● **Activity**: Print out the entries that follow exactly, missing none.

● **Available data**:
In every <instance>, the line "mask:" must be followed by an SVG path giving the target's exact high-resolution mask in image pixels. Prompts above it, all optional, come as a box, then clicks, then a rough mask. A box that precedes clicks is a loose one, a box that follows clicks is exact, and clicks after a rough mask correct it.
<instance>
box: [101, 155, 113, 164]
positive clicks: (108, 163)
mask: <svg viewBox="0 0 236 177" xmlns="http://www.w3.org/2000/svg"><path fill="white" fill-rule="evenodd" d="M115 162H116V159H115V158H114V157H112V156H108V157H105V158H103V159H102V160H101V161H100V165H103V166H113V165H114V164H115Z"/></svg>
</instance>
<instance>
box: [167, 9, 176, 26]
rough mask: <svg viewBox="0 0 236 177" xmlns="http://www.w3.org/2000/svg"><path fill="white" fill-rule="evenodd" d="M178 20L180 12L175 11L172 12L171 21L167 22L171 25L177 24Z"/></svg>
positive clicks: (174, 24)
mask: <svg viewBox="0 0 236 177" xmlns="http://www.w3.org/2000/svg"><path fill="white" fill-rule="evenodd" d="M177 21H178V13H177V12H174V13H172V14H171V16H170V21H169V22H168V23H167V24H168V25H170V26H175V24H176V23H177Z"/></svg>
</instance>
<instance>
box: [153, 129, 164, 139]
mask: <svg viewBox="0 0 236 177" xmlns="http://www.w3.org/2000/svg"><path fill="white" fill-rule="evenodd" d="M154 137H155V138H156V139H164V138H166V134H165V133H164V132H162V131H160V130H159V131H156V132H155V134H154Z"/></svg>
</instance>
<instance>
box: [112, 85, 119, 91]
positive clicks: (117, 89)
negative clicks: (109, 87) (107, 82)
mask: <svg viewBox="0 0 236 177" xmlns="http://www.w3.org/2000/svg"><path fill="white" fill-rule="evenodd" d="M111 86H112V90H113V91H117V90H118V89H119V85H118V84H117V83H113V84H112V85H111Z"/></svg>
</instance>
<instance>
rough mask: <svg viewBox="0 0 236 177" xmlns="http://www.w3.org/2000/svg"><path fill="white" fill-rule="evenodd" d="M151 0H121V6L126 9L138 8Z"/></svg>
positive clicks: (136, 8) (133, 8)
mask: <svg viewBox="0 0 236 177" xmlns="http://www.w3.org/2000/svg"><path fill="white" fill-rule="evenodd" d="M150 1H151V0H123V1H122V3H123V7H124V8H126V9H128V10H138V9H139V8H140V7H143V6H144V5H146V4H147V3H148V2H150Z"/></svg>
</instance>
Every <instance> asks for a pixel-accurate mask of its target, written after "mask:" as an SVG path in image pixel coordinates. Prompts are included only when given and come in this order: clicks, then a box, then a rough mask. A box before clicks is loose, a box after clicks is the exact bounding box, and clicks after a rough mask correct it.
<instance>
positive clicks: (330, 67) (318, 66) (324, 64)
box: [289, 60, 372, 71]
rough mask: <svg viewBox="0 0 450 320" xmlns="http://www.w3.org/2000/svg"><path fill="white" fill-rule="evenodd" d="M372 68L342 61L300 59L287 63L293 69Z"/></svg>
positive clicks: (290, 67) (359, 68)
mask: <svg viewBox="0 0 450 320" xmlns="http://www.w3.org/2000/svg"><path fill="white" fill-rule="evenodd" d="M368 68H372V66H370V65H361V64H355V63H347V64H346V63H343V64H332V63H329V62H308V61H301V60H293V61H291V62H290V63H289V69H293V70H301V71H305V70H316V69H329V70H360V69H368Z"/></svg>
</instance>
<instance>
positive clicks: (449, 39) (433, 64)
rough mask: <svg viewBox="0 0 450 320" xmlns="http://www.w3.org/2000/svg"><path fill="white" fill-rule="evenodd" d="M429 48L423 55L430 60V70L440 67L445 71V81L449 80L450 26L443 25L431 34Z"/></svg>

● **Result of this task**:
In every <instance>, the line "mask:" must be followed by an SVG path giving the target's exact high-resolution mask in image pixels. Prompts above it, all optional, come as a box, then clicks, then a rough mask. A box that precedes clicks is a loose one, a box that follows clicks is exact, and clicks after a rough mask correct it.
<instance>
box: [101, 155, 113, 164]
positive clicks: (108, 163)
mask: <svg viewBox="0 0 236 177" xmlns="http://www.w3.org/2000/svg"><path fill="white" fill-rule="evenodd" d="M115 162H116V159H115V158H114V157H112V156H108V157H105V158H103V159H102V160H101V161H100V165H103V166H113V165H114V164H115Z"/></svg>
</instance>
<instance>
box: [167, 9, 176, 26]
rough mask: <svg viewBox="0 0 236 177" xmlns="http://www.w3.org/2000/svg"><path fill="white" fill-rule="evenodd" d="M178 20L180 12L175 11L172 12L171 21L167 22L171 25L177 24Z"/></svg>
positive clicks: (174, 24)
mask: <svg viewBox="0 0 236 177" xmlns="http://www.w3.org/2000/svg"><path fill="white" fill-rule="evenodd" d="M177 21H178V13H177V12H174V13H172V14H171V16H170V21H169V22H168V23H167V24H168V25H170V26H175V24H176V23H177Z"/></svg>
</instance>
<instance>
box: [153, 129, 164, 139]
mask: <svg viewBox="0 0 236 177" xmlns="http://www.w3.org/2000/svg"><path fill="white" fill-rule="evenodd" d="M154 137H155V138H156V139H164V138H166V134H165V133H164V132H162V131H160V130H159V131H156V132H155V134H154Z"/></svg>
</instance>
<instance>
box: [112, 85, 119, 91]
positive clicks: (117, 89)
negative clicks: (109, 87) (107, 82)
mask: <svg viewBox="0 0 236 177" xmlns="http://www.w3.org/2000/svg"><path fill="white" fill-rule="evenodd" d="M111 86H112V90H113V91H117V90H118V89H119V85H118V84H117V83H113V84H112V85H111Z"/></svg>
</instance>
<instance>
rough mask: <svg viewBox="0 0 236 177" xmlns="http://www.w3.org/2000/svg"><path fill="white" fill-rule="evenodd" d="M151 0H121V6L126 9L138 8Z"/></svg>
positive clicks: (136, 8) (133, 8)
mask: <svg viewBox="0 0 236 177" xmlns="http://www.w3.org/2000/svg"><path fill="white" fill-rule="evenodd" d="M150 1H151V0H123V1H122V3H123V7H124V8H126V9H128V10H138V9H139V8H140V7H143V6H144V5H146V4H147V3H148V2H150Z"/></svg>
</instance>
Every <instance> asks for a pixel-accurate mask of its target, written after "mask:" as an SVG path in image pixel coordinates. Prompts are included only when given and come in this order: clicks, then a box, then a rough mask. A box before clicks is loose, a box after clicks is the exact bounding box, and clicks after a rough mask correct it.
<instance>
positive clicks: (330, 67) (318, 66) (324, 64)
box: [289, 60, 372, 71]
rough mask: <svg viewBox="0 0 450 320" xmlns="http://www.w3.org/2000/svg"><path fill="white" fill-rule="evenodd" d="M372 68L342 61L300 59L287 63L293 69Z"/></svg>
positive clicks: (290, 67) (359, 68)
mask: <svg viewBox="0 0 450 320" xmlns="http://www.w3.org/2000/svg"><path fill="white" fill-rule="evenodd" d="M368 68H372V66H370V65H361V64H355V63H347V64H346V63H343V64H332V63H329V62H308V61H301V60H293V61H291V62H290V63H289V69H293V70H301V71H305V70H316V69H329V70H360V69H368Z"/></svg>
</instance>
<instance>
positive clicks: (449, 39) (433, 64)
rough mask: <svg viewBox="0 0 450 320" xmlns="http://www.w3.org/2000/svg"><path fill="white" fill-rule="evenodd" d="M429 48L423 55L430 60V70L440 67L445 71V81L449 80L450 26L443 25L431 34Z"/></svg>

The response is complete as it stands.